**OBJECTIVE:** Count the lines in the records below that contain the string "wall", treating uppercase and lowercase as different. Give only the number.

═════ PROVIDED RECORDS

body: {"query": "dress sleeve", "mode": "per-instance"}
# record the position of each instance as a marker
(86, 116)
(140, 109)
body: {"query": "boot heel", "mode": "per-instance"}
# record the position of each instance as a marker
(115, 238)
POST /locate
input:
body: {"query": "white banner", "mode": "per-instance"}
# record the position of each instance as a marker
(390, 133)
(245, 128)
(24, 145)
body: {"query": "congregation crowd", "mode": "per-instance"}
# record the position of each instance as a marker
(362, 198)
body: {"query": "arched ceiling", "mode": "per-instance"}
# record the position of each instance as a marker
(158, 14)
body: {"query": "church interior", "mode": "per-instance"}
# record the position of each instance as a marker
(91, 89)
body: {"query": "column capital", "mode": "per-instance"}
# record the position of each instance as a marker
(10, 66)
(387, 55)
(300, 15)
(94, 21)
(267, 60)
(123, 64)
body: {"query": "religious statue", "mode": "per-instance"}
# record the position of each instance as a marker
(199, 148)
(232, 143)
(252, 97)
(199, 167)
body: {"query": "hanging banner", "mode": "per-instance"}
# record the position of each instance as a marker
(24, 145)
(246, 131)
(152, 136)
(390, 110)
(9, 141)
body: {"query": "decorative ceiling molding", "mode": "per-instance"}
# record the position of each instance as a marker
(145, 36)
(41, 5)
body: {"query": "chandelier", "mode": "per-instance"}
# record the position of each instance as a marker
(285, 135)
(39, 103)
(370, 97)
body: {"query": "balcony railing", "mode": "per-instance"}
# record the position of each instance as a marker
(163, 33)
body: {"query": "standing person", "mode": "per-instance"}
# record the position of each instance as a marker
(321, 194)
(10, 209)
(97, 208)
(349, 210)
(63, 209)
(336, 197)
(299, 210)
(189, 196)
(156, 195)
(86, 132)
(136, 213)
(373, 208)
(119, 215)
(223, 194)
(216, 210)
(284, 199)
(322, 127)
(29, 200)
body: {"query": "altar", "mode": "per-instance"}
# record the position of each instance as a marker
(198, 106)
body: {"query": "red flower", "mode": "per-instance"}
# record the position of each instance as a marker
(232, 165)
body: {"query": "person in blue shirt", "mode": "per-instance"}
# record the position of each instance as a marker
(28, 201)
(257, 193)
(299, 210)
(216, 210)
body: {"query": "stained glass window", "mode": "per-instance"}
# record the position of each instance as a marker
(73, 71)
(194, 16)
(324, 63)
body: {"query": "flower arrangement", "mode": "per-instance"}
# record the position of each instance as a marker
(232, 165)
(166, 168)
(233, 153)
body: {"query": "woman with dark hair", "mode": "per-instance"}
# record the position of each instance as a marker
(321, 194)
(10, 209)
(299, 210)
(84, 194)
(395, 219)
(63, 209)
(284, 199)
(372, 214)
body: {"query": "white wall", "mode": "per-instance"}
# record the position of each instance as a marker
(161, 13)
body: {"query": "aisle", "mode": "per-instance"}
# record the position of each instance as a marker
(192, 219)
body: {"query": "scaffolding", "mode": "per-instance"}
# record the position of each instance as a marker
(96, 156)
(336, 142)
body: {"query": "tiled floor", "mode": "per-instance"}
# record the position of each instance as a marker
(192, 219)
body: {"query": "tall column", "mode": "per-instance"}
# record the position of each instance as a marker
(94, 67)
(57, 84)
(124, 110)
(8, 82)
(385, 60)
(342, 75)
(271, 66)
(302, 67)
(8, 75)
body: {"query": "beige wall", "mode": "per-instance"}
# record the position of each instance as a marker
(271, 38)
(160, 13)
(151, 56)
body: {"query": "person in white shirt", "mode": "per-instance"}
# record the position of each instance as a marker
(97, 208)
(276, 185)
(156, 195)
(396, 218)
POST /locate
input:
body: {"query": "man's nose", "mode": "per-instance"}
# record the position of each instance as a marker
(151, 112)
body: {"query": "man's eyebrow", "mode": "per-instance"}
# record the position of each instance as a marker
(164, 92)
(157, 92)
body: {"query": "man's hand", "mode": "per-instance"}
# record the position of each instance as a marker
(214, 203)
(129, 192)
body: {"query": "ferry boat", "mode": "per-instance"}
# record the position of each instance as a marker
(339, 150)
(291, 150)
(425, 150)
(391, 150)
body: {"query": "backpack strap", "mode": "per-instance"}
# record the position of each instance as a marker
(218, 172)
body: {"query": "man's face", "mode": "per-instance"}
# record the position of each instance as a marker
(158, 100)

══════════

**WRITTEN ANSWER:** 2